What you have to do:
Copy out all the data, word for word.

Dataset items
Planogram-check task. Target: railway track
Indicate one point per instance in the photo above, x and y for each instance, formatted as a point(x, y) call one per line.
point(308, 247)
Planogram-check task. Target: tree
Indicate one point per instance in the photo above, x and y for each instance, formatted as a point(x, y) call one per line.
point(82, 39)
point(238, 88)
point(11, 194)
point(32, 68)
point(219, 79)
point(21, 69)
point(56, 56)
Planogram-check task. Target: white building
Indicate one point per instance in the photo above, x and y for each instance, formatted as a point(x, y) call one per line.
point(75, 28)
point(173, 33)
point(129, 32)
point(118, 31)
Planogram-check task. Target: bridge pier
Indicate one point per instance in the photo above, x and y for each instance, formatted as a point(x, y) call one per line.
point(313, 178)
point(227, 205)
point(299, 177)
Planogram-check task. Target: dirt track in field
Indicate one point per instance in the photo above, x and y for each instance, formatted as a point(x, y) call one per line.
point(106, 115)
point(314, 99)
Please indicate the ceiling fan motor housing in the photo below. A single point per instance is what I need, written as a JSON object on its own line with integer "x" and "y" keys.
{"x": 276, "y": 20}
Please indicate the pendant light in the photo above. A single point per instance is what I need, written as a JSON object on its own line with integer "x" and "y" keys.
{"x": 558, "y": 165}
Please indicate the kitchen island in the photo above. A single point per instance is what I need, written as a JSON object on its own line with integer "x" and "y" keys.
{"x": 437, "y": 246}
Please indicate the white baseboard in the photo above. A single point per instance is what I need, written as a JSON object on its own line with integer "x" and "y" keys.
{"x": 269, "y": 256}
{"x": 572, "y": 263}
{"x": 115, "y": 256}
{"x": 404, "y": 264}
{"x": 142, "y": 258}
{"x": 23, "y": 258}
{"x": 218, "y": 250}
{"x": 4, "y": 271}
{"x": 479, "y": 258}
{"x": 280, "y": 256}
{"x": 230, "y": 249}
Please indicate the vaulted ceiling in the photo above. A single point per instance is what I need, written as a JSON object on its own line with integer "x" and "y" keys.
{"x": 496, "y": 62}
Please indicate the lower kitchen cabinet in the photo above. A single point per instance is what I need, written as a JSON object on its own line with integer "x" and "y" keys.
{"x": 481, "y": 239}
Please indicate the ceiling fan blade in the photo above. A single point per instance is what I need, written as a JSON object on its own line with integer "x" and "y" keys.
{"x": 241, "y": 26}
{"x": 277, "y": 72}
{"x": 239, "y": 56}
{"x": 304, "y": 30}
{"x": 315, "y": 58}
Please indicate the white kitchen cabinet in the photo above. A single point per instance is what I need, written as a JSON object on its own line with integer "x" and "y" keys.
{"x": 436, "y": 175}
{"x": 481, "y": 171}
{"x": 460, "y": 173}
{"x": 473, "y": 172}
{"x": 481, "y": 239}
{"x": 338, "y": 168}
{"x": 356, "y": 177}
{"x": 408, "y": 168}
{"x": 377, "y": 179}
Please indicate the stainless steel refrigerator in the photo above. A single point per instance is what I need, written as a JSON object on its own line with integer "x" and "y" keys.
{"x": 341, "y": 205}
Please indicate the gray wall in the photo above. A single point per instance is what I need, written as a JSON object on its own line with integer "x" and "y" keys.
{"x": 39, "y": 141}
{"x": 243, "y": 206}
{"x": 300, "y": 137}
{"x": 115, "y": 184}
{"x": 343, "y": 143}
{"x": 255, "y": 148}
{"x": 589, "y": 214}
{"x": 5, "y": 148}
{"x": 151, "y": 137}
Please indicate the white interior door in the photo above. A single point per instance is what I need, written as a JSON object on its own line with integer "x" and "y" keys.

Result of the task:
Planogram-check task. Target: railway track
Indicate one point per instance in the photo above, x and y for each instance, formatted as a point(x, y) call one per line.
point(308, 247)
Planogram-check task. Target: tree
Indicate one point per instance in the photo above, x and y for each instance, formatted as a point(x, y) call one per line.
point(82, 39)
point(238, 88)
point(11, 194)
point(32, 68)
point(219, 79)
point(21, 69)
point(56, 56)
Planogram-check task. Target: white building
Indicate one point per instance in the photo above, x and y for each instance, formatted as a point(x, y) call one per line.
point(75, 28)
point(173, 33)
point(129, 32)
point(118, 31)
Planogram-check task. Target: bridge pier
Indicate one point per instance in the photo above, x and y for each instance, formatted as a point(x, y) call one per line.
point(313, 178)
point(227, 205)
point(299, 177)
Planogram-check task. Target: dirt track in field
Indicate one point per instance in the photo above, x and y for each instance, formatted as a point(x, y) call one per line.
point(106, 115)
point(314, 99)
Please indicate the ceiling fan motor housing in the photo below. A single point per instance is what I need, written as a JSON object on its own line with integer "x" and "y" keys.
{"x": 276, "y": 20}
Please indicate the pendant light in the photo above. A single point per instance is what I need, written as a JSON object on its own line with integer "x" and "y" keys.
{"x": 558, "y": 165}
Please indicate the kitchen island in the photo above. A single point per instance is what I need, written as a JSON object on its own line with integer "x" and "y" keys.
{"x": 437, "y": 246}
Please indicate the white baseboard in the photo above. A single point per instance is what I need, written as a JSON object on its own line with integer "x" and "y" keys.
{"x": 269, "y": 256}
{"x": 572, "y": 263}
{"x": 115, "y": 256}
{"x": 404, "y": 264}
{"x": 142, "y": 258}
{"x": 23, "y": 258}
{"x": 218, "y": 250}
{"x": 4, "y": 271}
{"x": 479, "y": 258}
{"x": 280, "y": 256}
{"x": 230, "y": 249}
Please indicate the vaulted ceiling in the photo above. A single point per instance is what I need, written as a JSON object on its own line with integer "x" and "y" keys.
{"x": 496, "y": 62}
Please indicate the lower kitchen cabinet in the photo above. A single point per instance is what I need, written as a JSON object on its own line with integer "x" and "y" keys.
{"x": 481, "y": 239}
Please indicate the ceiling fan blade in the photo above. A single point per instance is what I need, written as a JSON object on its own line with integer "x" and "y" keys.
{"x": 241, "y": 26}
{"x": 277, "y": 72}
{"x": 239, "y": 56}
{"x": 304, "y": 30}
{"x": 315, "y": 58}
Please indicate the white kitchen cabinet in the photo above. A single point per instance is what I need, written as a JSON object on its own line with integer "x" and "y" keys.
{"x": 436, "y": 175}
{"x": 481, "y": 171}
{"x": 460, "y": 173}
{"x": 473, "y": 172}
{"x": 481, "y": 239}
{"x": 338, "y": 168}
{"x": 356, "y": 177}
{"x": 408, "y": 168}
{"x": 377, "y": 179}
Please indicate the stainless steel refrigerator in the photo above. A single point per instance is what I need, written as a JSON object on its own line with integer "x" and "y" keys.
{"x": 341, "y": 205}
Please indicate the gray wall in the photo above. A single point per instance is what I need, written as a JSON object on its own line with integer "x" and "y" keys.
{"x": 39, "y": 141}
{"x": 243, "y": 206}
{"x": 300, "y": 137}
{"x": 115, "y": 184}
{"x": 343, "y": 143}
{"x": 255, "y": 148}
{"x": 589, "y": 214}
{"x": 5, "y": 148}
{"x": 151, "y": 137}
Please indicate the white interior door in the photo above. A single point per instance is what I need, written as a JSON object on its own line with integer "x" and "y" keys.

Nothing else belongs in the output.